Exercise:
Answer these questions from the post on downsizing and moving, one line each.
(a) In what season and region was the writer hoping to find a farm internship?
(b) Which pieces of furniture is the writer keeping?
(c) Who received some of the things the writer gave away?
═════ Text segment
Downsizing & Moving


Downsizing, it can be a good thing.

I’m starting out on a glorious adventure. As part of my preparation for this next hare-brained idea of mine, I’ve been busy giving away most of my belongings. Well, maybe not most, but a sizeable chunk.

The background story.

I’ve been struggling to find a farm internship that wants me, particularly at this time of year (Winter) and in the area I want to end up (Northern California). I have a long rant about breaking into the farm industry, but I’ll save that for another day. Suffice to say, I’ll be starting out with an unpaid internship for a couple months… and living in my parents’ guest room.

My original plan, spawned way back when there was a chance that I was going to land a Winter internship spot, was to put my stuff into self-storage. Right up until a few weeks before my move, this was still the plan. Then I had a moment of clarity, and changed the plan. I had been resisting getting rid of things. These are my belongings and I need to keep them, along with the oh-so-practical excuse: it’s expensive to re-buy furniture for an apartment/house.

I realized though, that if I could get rid of enough stuff – not everything, but a substantial amount – then I could skip self-storage and park my things at my parents’ house. This made sense on so many levels that I spent a sleepless night just thinking about how to do it. Decision made, I went about my task of downsizing methodically. I’m keeping my bed and dresser, they’re the biggest items but also the most expensive to replace. I’m keeping my dining room table, I can take it apart and it’s practically flat – thank you Ikea! Everything else was on the chopping block. Some I’ve decided to keep, most I’m letting go of.

What do you mean you’re not selling it?

I had two main options: sell everything online, or give it away. I’ve done garage sales before, and there was no effing way I was going to go down that route again (I was pretty much permanently traumatized). Selling online would work for big-ticket items, but I was looking at 20+ medium sized items. So I decided to just give most of the stuff away; it felt pretty good.

One of my coworkers had recently moved into town, the only furniture she had was a mattress on the ground (been there, done that). It was awesome to help her furnish her apartment, and it was great knowing that the stuff I was getting rid of would be appreciated so much by someone else.
══════════
═════ Supplied entries
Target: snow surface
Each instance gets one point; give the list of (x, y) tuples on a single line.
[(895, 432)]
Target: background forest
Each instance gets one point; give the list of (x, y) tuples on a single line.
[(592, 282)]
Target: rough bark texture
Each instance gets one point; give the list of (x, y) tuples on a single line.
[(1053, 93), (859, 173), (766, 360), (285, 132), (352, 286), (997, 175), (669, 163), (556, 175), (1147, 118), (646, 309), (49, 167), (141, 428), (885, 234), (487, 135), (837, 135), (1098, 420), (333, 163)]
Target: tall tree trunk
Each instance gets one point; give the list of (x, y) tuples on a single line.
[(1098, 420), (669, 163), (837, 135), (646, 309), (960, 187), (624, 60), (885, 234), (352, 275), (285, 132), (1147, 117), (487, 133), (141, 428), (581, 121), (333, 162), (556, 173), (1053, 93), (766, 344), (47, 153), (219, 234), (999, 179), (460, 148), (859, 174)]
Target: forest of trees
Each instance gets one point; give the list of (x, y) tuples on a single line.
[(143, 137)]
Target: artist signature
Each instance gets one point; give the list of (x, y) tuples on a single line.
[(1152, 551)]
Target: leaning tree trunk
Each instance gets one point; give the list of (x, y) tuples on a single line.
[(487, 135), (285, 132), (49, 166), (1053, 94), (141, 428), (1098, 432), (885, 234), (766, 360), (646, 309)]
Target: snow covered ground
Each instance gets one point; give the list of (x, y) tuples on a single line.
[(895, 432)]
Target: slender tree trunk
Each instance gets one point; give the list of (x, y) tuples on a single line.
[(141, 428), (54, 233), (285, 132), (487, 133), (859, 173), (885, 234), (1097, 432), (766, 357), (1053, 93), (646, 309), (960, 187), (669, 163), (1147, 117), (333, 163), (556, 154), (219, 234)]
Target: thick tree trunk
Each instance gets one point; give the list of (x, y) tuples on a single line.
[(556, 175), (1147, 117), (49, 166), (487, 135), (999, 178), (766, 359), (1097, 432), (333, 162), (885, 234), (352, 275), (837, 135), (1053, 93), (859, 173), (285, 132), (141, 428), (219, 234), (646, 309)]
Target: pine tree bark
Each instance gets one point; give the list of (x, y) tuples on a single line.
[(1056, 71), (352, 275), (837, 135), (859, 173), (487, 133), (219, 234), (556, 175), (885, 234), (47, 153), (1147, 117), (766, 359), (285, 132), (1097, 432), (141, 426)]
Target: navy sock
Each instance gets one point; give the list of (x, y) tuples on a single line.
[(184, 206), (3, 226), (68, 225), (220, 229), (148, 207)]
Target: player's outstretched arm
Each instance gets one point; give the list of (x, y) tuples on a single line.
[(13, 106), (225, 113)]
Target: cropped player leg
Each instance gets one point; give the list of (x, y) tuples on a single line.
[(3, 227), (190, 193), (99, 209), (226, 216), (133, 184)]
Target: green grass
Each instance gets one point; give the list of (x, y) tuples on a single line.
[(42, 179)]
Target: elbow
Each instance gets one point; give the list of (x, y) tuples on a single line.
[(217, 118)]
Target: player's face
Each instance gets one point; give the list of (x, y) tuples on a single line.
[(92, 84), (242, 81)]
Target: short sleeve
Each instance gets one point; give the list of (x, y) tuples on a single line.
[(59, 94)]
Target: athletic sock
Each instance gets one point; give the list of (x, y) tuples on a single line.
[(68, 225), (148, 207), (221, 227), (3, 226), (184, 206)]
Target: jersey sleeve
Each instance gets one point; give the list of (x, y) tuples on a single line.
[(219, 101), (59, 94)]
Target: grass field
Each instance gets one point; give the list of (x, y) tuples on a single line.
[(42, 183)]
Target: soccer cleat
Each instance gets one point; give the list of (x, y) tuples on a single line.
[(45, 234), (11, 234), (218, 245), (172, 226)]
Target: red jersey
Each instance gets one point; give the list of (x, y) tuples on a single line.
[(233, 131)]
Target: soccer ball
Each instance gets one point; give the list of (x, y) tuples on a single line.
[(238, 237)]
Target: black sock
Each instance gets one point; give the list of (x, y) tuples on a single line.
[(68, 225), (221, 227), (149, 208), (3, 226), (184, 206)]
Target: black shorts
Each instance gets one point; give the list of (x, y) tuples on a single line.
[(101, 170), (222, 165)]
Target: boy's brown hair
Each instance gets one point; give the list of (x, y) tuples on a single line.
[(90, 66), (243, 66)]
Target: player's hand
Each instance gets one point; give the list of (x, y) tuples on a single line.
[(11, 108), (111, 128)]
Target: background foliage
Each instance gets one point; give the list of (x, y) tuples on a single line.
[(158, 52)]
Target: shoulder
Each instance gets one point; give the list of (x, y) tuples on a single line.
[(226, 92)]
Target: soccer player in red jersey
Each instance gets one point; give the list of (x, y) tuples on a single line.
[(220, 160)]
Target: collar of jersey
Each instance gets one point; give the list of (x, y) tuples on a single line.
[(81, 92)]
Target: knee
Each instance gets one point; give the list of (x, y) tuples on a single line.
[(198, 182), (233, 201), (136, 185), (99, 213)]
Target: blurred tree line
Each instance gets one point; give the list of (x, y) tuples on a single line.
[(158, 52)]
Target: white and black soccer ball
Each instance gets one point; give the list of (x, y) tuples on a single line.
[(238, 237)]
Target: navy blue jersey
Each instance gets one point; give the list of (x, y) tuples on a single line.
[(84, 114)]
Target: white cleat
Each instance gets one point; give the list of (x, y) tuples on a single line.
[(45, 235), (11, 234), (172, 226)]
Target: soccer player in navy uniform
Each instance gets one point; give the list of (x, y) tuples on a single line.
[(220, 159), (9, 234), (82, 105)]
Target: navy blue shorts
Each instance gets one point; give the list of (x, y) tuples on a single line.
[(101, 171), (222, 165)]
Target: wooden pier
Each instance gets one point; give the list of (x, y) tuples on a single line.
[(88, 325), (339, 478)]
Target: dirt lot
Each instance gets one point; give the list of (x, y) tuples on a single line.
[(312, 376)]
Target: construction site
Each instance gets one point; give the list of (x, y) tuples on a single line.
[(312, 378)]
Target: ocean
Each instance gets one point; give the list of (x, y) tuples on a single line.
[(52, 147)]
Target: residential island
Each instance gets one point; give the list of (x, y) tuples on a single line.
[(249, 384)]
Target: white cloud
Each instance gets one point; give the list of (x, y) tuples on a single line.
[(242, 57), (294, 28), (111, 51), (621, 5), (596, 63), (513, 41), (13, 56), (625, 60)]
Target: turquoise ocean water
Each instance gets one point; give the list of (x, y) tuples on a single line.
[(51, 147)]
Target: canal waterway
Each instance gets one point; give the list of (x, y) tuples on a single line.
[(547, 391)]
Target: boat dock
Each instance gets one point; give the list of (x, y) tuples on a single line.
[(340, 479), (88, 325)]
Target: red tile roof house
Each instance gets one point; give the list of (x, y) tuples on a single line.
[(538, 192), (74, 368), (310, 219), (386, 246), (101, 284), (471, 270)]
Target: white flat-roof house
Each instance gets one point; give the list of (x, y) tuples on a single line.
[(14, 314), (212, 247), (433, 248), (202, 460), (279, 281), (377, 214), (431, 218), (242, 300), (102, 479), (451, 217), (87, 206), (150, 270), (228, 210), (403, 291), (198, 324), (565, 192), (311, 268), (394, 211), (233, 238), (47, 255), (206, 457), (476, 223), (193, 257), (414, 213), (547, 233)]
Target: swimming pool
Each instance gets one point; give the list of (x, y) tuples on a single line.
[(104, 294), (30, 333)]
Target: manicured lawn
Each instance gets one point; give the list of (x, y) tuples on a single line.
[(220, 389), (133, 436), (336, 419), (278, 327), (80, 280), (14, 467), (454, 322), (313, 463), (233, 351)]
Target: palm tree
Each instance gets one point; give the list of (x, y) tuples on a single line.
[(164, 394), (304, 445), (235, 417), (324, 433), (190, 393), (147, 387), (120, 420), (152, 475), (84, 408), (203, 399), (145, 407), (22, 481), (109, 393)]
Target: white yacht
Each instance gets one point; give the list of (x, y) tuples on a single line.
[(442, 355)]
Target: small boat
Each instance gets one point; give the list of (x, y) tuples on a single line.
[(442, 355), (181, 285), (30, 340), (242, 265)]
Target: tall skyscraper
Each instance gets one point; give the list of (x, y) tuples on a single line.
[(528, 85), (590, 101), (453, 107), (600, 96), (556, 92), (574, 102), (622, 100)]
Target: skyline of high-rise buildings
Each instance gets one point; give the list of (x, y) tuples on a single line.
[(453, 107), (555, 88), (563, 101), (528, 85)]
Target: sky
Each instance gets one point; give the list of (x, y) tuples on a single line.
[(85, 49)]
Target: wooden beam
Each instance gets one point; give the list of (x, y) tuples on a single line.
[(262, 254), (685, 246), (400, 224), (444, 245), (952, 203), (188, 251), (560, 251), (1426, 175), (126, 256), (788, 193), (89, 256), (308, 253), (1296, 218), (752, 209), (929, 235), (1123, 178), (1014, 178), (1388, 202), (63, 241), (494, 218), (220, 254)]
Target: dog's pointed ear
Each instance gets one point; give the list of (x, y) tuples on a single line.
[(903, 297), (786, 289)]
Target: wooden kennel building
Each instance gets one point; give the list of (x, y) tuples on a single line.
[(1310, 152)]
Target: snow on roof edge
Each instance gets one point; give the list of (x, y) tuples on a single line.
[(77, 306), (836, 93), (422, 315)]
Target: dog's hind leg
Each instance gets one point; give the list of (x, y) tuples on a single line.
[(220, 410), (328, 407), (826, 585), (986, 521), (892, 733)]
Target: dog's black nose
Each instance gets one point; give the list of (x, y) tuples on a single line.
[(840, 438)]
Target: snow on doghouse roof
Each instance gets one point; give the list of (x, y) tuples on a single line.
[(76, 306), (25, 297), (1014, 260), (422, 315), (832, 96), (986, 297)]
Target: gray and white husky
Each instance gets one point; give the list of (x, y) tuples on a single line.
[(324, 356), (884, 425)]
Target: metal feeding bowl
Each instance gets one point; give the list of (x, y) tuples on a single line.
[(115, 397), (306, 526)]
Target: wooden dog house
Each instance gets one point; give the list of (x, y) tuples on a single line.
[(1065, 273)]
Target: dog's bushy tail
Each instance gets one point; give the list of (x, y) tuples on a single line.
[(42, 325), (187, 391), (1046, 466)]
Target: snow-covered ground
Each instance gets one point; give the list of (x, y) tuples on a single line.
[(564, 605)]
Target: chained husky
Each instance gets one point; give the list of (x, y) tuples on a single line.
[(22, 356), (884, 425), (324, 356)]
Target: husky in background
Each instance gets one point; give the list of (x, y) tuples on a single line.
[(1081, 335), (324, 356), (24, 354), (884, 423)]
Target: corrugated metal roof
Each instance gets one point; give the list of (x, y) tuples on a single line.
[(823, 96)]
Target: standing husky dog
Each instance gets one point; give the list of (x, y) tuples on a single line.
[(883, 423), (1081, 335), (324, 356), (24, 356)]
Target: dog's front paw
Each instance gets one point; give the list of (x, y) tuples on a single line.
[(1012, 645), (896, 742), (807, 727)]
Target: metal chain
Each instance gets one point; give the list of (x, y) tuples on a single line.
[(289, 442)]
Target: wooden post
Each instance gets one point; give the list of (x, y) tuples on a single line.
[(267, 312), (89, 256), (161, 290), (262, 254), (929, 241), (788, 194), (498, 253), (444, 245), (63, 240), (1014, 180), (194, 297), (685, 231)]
══════════
Solution to the problem:
(a) Winter, in Northern California.
(b) The bed, the dresser, and the dining room table.
(c) A coworker who had recently moved into town.